--- Directions for this task ---
Switch "coordinates" to "positions" in everything from the first of the lines down to the line containing "[(156, 155), (142, 228), (398, 221)]", changing nothing else, and leave the pictures out of your answer.

--- Exercise materials ---
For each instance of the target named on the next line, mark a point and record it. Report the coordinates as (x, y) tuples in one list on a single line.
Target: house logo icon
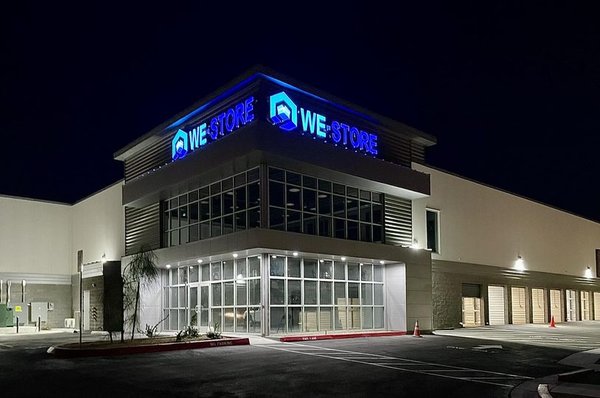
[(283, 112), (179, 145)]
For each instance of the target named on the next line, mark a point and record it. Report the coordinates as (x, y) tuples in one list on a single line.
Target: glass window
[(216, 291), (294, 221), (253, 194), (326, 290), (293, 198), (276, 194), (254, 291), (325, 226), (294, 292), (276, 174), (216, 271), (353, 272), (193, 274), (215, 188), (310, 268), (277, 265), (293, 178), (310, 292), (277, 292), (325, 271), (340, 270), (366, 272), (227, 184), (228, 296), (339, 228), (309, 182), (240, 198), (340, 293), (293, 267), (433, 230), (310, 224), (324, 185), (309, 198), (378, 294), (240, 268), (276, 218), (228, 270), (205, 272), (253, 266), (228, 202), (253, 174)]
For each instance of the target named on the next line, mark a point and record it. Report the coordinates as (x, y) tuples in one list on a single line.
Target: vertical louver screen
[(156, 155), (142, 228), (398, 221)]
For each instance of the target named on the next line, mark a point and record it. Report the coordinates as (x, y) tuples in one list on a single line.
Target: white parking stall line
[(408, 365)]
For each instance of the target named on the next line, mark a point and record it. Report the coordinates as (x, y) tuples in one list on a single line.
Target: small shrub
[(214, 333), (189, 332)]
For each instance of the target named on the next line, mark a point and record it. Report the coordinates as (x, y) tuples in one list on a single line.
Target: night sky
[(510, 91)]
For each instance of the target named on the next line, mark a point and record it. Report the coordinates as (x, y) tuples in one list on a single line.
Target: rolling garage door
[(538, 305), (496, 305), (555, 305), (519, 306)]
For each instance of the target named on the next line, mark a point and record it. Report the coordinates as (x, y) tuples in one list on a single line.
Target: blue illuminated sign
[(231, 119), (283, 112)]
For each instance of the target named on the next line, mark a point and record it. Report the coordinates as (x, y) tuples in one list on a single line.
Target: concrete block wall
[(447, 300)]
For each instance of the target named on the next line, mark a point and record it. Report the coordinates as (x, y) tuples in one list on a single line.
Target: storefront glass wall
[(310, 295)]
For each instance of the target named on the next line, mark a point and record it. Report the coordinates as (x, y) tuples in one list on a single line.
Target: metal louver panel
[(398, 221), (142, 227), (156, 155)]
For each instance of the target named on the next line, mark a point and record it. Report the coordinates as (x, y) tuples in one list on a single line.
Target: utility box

--- The response ---
For each instance of the target named on the next line, mark a point and record it. Report the positions as (x, y) tuples in one list on a single line.
Target: house logo icon
[(283, 112), (179, 145)]
For each instance of the target named on the next line, mark a point and record it. Report the positions as (x, y) tuples in one list on a single line.
Target: glass window
[(216, 291), (294, 221), (253, 194), (326, 290), (293, 198), (276, 194), (254, 291), (325, 226), (294, 292), (276, 174), (216, 271), (353, 272), (193, 274), (215, 188), (310, 268), (277, 265), (293, 178), (310, 292), (277, 292), (325, 271), (340, 270), (366, 272), (227, 184), (228, 296), (339, 228), (309, 182), (240, 198), (340, 293), (293, 267), (433, 230), (310, 224), (324, 185), (309, 198), (378, 294), (240, 268), (276, 218), (228, 270), (205, 272), (253, 266), (228, 202), (253, 174)]
For each instance of the target named on the next line, mark a point and record it. Report the positions as (x, y) tuples in one list on a single line.
Target: vertical louver screen
[(156, 155), (142, 228), (398, 221)]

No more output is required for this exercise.